▶ **Извлечённый текст**:
Православие в Армении

Поделись знанием:
Перейти к: навигация, поиск

Православие в Армении — представлено Русской и Грузинской поместными православными церквами.

Армянская апостольская церковь, последователями которой являются 94,7 % граждан республики Армения, относится к группе древневосточных (нехалкидонских) церквей[1][2]; она отличается по своему вероучению от православных церквей византийской традиции и не состоит с ними в каноническом общении.





История

Раннее христианство начало проникать на территорию современной Армении согласно древним преданиям уже в I веке н. э. Считается что апостол Фаддей после посещения Эдессы направился в Армению с проповедью. Ему удалось обратить в христианство многих местных жителей, в том числе царевну Сандухт. В 301 году царь Трдат III провозгласил христианство государственной религией, таким образом Армения стала первым христианским государством в мире.

Русская православная церковь

Появление первых приходов РПЦ отмечается XIX веком и относится ко времени вхождения Армении в состав России. Церкви в основном основывались в станицах переселенными на границу казаками и военными в местах дислокации гарнизонов. В настоящее время на территории Армении действует пять приходов Майкопской и Адыгейской епархии Русской православной церкви. Главным храмом РПЦ в Армении является находящийся в Ереване храм в честь Покрова Пресвятой Богородицы.

19 ноября 1943 года определением Священного Синода Русской православной церкви православные приходы на территории Армении были переданы Грузинской Православной Церкви[3].

С 1991 году русские православные приходы вошли в подчинение Краснодарской и Кубанской епархии Русской православной церкви.

В 2001 году Армению посетил Патриарх Московский и всея Руси Алексий II, объявивший что на территории Еревана будет построен новый православный храм[4].

Взаимоотношения Армянской апостольской церкви с церквами византийского православия

Кроме христологического вопроса о соединении двух природ во Христе (Божественной и человеческой), в остальном учение Армянской Церкви полностью соответствует вероучению Православной Церкви[5]

В 451 году императором Маркианом в Халкидоне был созван IV Вселенский Собор по поводу монофизитства — ереси Евтихия. Пока в Халкидоне шли обсуждения, армяне отвергшие ультиматум Иездигерда II о переходе в зороастризм, вели смертельную битву за право верить во Христа (См. Аварайрская битва). Находившаяся в разорении по причине кровопролитной войны с Персией, ААЦ не имела возможности следить за развернувшимися в Византии христологическими спорами и высказать свою позицию[6]. Поэтому после окончания войны ААЦ в числе других не присутствовавших на IV Вселенском Соборе церквей не приняла его решения как Вселенского, посчитав его поместным, а значит, его определения считались не общеобязательными для Вселенской Церкви[6][7] Несмотря на то, что ААЦ осудила Евтихия, учителя монофизитской ереси, из-за которого непосредственно был созван собор в Халкидоне, православные церкви обвинили Армянскую Церковь в ереси монофизитства. В свою очередь Патриархи ААЦ называя византийскую православную церковь диофизитской в числе других представителей древневосточных православных церквей подозревали, что в вероопределении Халкидонского Собора тайно скрывается несторианство.

▶ **Задание 1**: Перепишите дословно фрагмент текста о православии в Армении: начните со слов «Православие в Армении —» и остановитесь после слов «государством в мире.».
▶ **Задание 2**: Перепишите записи, начиная со строки, где есть «of the broad», и до конца записей, переименовав «innermost point» в «central point» и оставив всё прочее без изменений. Приведите только эти строки записей.
Текст и записи взяты из разных, не связанных между собой источников.

[Строки из набора данных для указания точек]
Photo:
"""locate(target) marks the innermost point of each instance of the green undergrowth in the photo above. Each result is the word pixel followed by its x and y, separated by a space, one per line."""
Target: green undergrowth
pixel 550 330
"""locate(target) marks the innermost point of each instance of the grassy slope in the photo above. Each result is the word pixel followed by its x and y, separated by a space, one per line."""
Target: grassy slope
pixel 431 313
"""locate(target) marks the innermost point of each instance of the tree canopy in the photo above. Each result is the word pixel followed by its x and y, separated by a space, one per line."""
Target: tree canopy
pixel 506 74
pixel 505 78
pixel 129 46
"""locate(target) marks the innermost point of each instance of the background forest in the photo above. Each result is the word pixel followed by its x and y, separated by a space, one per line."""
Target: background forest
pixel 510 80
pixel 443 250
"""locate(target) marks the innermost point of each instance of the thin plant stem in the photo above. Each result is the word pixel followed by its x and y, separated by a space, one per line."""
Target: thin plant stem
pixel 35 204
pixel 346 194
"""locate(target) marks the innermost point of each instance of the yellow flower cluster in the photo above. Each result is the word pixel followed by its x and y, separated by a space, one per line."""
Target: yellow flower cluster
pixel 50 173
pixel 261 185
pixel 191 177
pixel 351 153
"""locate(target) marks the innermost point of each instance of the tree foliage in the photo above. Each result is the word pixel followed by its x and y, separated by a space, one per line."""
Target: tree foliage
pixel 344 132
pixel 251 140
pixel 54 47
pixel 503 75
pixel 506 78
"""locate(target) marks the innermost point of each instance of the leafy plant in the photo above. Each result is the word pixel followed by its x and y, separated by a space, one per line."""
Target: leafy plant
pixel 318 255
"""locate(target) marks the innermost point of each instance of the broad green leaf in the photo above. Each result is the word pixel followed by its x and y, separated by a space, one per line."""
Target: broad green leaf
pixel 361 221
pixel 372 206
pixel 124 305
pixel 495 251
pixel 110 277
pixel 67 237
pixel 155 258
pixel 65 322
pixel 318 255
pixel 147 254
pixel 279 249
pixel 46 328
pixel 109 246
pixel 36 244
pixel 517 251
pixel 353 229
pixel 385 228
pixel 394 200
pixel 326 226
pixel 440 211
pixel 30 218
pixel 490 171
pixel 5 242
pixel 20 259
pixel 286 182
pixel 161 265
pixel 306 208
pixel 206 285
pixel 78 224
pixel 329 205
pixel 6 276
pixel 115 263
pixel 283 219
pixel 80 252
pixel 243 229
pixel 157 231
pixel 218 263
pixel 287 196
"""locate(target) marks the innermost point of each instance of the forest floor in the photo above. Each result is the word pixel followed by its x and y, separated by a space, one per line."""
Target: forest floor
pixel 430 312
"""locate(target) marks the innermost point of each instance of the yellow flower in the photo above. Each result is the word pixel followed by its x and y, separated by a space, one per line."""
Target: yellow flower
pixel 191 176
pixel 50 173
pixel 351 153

▶ **Результат выполнения 1**:
Православие в Армении — представлено Русской и Грузинской поместными православными церквами.

Армянская апостольская церковь, последователями которой являются 94,7 % граждан республики Армения, относится к группе древневосточных (нехалкидонских) церквей[1][2]; она отличается по своему вероучению от православных церквей византийской традиции и не состоит с ними в каноническом общении.





История

Раннее христианство начало проникать на территорию современной Армении согласно древним преданиям уже в I веке н. э. Считается что апостол Фаддей после посещения Эдессы направился в Армению с проповедью. Ему удалось обратить в христианство многих местных жителей, в том числе царевну Сандухт. В 301 году царь Трдат III провозгласил христианство государственной религией, таким образом Армения стала первым христианским государством в мире.

▶ **Результат выполнения 2**:
"""locate(target) marks the central point of each instance of the broad green leaf in the photo above. Each result is the word pixel followed by its x and y, separated by a space, one per line."""
Target: broad green leaf
pixel 361 221
pixel 372 206
pixel 124 305
pixel 495 251
pixel 110 277
pixel 67 237
pixel 155 258
pixel 65 322
pixel 318 255
pixel 147 254
pixel 279 249
pixel 46 328
pixel 109 246
pixel 36 244
pixel 517 251
pixel 353 229
pixel 385 228
pixel 394 200
pixel 326 226
pixel 440 211
pixel 30 218
pixel 490 171
pixel 5 242
pixel 20 259
pixel 286 182
pixel 161 265
pixel 306 208
pixel 206 285
pixel 78 224
pixel 329 205
pixel 6 276
pixel 115 263
pixel 283 219
pixel 80 252
pixel 243 229
pixel 157 231
pixel 218 263
pixel 287 196
"""locate(target) marks the central point of each instance of the forest floor in the photo above. Each result is the word pixel followed by its x and y, separated by a space, one per line."""
Target: forest floor
pixel 430 312
"""locate(target) marks the central point of each instance of the yellow flower in the photo above. Each result is the word pixel followed by its x and y, separated by a space, one per line."""
Target: yellow flower
pixel 191 176
pixel 50 173
pixel 351 153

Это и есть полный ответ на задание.